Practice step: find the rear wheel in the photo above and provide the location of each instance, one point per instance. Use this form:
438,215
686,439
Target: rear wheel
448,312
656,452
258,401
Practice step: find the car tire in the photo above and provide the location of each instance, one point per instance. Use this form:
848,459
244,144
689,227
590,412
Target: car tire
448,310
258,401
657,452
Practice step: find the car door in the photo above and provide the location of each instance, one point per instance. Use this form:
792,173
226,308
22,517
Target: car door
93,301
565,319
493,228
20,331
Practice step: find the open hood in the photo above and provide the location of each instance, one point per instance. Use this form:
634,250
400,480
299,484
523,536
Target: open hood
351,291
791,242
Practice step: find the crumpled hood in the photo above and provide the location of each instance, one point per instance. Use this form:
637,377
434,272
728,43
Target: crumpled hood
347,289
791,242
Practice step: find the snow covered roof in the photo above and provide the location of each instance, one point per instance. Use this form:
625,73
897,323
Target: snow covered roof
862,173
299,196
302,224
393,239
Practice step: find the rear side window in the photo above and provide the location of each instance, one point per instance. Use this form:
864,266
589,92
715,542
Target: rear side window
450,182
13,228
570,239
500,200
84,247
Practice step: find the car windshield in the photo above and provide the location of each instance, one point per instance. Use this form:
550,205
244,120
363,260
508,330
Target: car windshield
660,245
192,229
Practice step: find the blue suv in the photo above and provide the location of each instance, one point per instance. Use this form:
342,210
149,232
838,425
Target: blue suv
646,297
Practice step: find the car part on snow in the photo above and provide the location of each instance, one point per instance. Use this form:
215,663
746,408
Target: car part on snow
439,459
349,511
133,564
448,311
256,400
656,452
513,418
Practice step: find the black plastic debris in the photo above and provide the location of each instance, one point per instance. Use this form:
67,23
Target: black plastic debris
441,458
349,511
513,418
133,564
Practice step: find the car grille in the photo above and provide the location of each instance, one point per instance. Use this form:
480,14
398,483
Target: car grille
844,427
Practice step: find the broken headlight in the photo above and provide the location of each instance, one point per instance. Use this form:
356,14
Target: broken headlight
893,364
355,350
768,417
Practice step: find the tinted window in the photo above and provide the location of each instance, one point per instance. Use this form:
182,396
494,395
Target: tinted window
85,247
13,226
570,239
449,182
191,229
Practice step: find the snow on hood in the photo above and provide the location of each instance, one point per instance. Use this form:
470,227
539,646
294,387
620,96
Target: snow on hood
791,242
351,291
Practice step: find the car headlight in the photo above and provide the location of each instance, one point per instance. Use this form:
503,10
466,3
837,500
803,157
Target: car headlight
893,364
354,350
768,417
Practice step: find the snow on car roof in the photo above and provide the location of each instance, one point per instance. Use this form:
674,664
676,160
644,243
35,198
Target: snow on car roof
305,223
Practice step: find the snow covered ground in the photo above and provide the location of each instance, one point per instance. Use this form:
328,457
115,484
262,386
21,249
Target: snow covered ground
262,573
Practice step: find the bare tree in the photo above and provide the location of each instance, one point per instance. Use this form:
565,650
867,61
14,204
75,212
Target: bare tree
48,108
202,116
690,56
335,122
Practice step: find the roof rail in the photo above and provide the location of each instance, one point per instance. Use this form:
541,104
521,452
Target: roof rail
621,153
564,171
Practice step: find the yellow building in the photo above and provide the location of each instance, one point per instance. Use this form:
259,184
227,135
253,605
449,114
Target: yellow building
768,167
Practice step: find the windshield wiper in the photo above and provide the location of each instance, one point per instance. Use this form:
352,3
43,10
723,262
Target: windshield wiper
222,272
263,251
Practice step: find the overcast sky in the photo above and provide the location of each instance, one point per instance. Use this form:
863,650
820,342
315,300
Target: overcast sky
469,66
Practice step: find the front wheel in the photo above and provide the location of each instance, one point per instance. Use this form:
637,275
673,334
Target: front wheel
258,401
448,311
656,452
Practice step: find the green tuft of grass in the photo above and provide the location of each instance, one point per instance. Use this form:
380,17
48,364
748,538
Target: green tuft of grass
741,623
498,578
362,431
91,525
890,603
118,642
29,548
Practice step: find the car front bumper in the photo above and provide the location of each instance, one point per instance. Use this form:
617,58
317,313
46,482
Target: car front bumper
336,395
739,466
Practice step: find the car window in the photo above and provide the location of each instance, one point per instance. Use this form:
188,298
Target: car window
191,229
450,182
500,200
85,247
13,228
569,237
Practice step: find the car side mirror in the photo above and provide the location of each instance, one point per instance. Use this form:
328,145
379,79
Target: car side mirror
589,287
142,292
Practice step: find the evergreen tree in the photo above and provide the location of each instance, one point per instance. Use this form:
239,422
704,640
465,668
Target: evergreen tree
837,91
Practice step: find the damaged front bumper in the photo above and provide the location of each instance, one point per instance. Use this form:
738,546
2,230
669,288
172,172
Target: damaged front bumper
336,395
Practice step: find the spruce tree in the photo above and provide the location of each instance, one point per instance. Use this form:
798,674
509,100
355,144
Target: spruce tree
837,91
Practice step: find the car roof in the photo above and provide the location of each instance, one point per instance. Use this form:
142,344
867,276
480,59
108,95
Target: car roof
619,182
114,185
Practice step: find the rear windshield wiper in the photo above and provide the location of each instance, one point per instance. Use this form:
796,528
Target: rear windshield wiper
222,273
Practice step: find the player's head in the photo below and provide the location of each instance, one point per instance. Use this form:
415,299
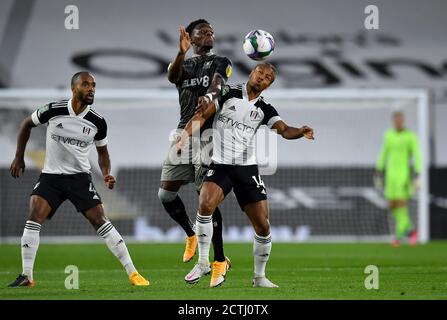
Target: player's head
201,33
262,76
83,87
399,120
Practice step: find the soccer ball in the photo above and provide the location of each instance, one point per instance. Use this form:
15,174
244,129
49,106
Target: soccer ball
258,44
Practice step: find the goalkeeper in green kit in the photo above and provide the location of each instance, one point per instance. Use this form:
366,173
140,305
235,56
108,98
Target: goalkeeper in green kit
400,146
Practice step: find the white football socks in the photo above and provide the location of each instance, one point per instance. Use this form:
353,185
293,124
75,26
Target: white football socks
262,246
204,232
116,244
30,243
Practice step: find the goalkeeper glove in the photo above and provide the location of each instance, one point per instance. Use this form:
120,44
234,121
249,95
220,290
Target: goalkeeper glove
378,181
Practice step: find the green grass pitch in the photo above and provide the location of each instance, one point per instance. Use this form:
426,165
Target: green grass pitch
303,271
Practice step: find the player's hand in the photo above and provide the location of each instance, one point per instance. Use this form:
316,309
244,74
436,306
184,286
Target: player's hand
109,181
185,40
17,167
308,132
378,181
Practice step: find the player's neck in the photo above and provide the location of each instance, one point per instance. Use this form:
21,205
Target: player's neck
77,106
252,94
202,51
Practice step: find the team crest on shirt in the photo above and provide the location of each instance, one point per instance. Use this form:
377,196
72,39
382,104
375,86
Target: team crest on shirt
209,173
254,115
43,109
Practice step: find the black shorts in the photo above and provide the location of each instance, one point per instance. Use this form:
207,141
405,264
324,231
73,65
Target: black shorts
78,188
246,181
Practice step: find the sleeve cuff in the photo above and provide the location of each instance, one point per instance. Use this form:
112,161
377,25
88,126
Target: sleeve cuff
216,104
273,120
101,143
35,118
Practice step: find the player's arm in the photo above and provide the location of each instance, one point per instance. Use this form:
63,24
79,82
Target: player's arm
175,69
273,121
290,133
220,77
18,164
103,154
195,123
105,166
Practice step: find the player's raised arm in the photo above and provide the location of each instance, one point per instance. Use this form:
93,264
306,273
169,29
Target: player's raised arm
290,133
18,164
175,69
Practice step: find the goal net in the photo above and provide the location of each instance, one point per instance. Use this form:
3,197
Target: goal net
319,190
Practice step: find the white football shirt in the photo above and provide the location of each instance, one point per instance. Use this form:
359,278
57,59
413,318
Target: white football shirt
69,137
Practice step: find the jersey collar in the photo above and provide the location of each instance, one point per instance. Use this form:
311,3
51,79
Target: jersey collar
73,114
210,53
245,94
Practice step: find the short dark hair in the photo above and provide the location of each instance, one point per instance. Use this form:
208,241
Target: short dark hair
271,66
190,28
77,75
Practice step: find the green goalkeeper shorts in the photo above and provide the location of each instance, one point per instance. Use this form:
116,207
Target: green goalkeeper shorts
398,189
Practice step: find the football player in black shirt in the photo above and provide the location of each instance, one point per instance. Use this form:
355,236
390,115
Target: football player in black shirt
198,80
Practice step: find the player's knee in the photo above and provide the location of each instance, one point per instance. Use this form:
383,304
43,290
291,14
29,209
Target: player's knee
263,228
39,211
97,222
166,196
206,207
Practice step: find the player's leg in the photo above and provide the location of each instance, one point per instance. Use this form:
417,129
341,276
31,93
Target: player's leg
404,225
211,194
39,211
252,198
174,174
45,199
83,195
174,206
115,242
217,239
258,214
398,193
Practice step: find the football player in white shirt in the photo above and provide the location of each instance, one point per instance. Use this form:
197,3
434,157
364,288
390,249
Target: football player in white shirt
72,129
239,112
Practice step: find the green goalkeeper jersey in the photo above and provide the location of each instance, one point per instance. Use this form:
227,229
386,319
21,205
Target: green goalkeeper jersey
399,148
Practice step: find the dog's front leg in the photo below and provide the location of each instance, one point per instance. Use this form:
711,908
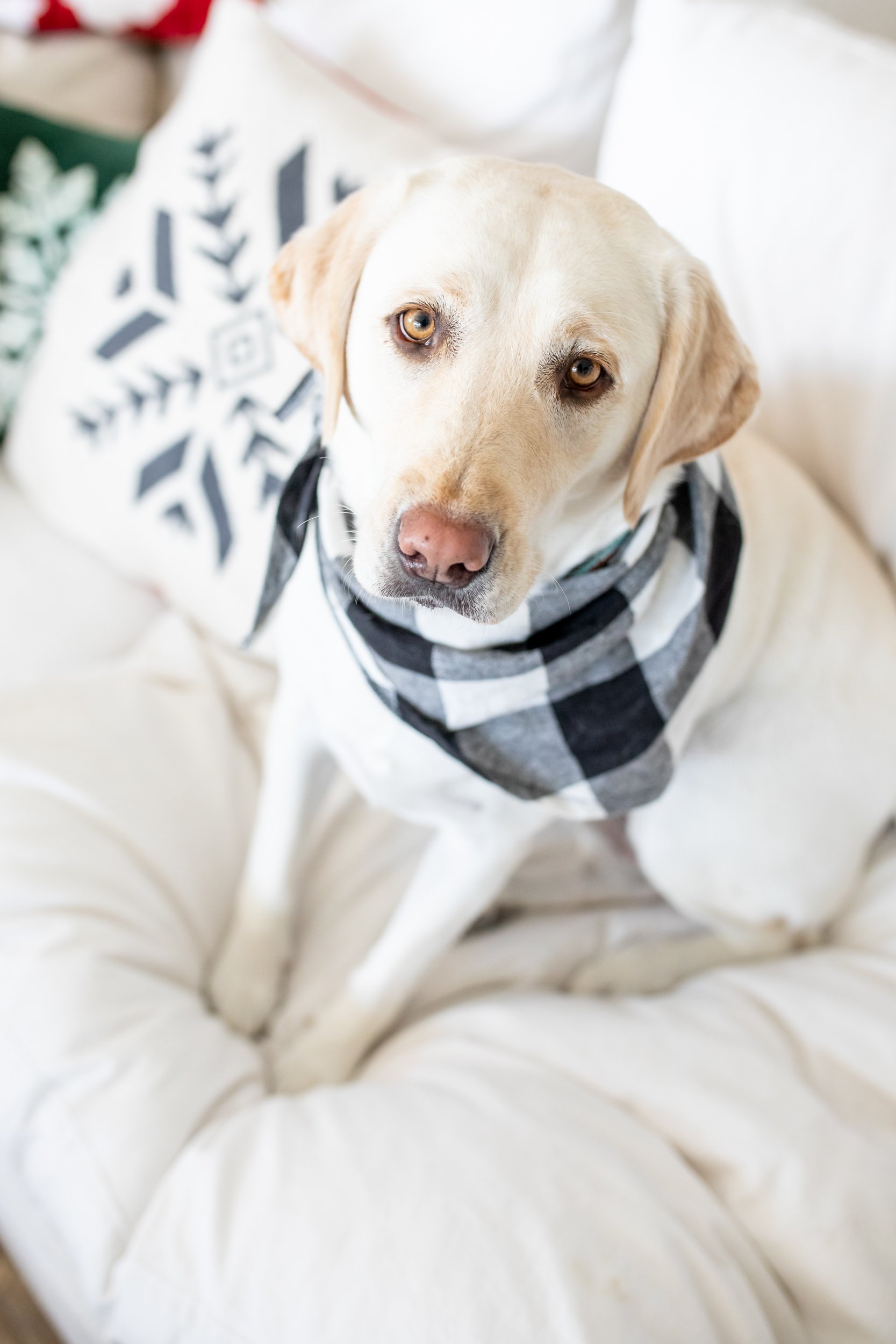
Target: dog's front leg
246,979
461,874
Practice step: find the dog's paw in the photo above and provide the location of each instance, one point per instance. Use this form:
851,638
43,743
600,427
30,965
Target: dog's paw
246,980
328,1050
640,969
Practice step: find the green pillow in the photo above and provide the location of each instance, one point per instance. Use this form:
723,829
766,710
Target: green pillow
53,178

--- REQUIREMENTS ---
Everything from the line containing "Practice step: find the green goalkeeper shorts" to the last line of the listing above must be reproduced exactly, with no pictures included.

--- SOLUTION TO THE PROBLEM ---
Practice step: find the green goalkeeper shorts in the photo above and provide the location of each instance, one point per instance. Use this form:
116,207
Target: green goalkeeper shorts
398,189
Practice step: find the football player in black shirt in the photo above and provide the location of each instance, one point per instance. Use this form:
355,236
390,115
Target: football player in black shirt
198,80
Practice step: find the player's knee in the photo above and provide the location of each instance, one point per instance. Use this form:
383,304
43,290
291,14
29,209
Target: player's knee
263,228
39,211
97,222
166,196
206,207
Practice step: find the player's leg in the photo above and provide the location of each instance, one point per instance. Use this form:
417,129
341,276
31,93
Target: player's leg
404,225
211,194
39,211
252,198
174,174
45,199
83,195
174,206
115,242
217,239
258,214
398,193
Practice step: find the football player in white shirt in the photo above and provide the location of each instance, one point per instance. Use this form:
197,3
434,157
364,288
390,249
Target: football player in white shirt
72,129
239,112
Practice step: find the green goalkeeper jersey in the photo above and provide the location of each instance, one point per instance. Use this form:
227,229
386,319
21,205
Target: green goalkeeper jersey
399,148
Practice step: find the dog's front leg in the photo below and provide the location of each instance, one point per instance. Use this form:
711,908
Target: dog's front leg
246,979
461,874
Practice step: find the dog's paw in the photo above and provide the location of each instance, one point per instance. Use this form:
851,638
43,743
600,427
30,965
Target: dog's paw
246,980
328,1050
640,969
Practice step: find the green pillow in the photo above and provide the location of each instance, one point per instance. Use this form:
723,829
766,710
Target: green pillow
53,178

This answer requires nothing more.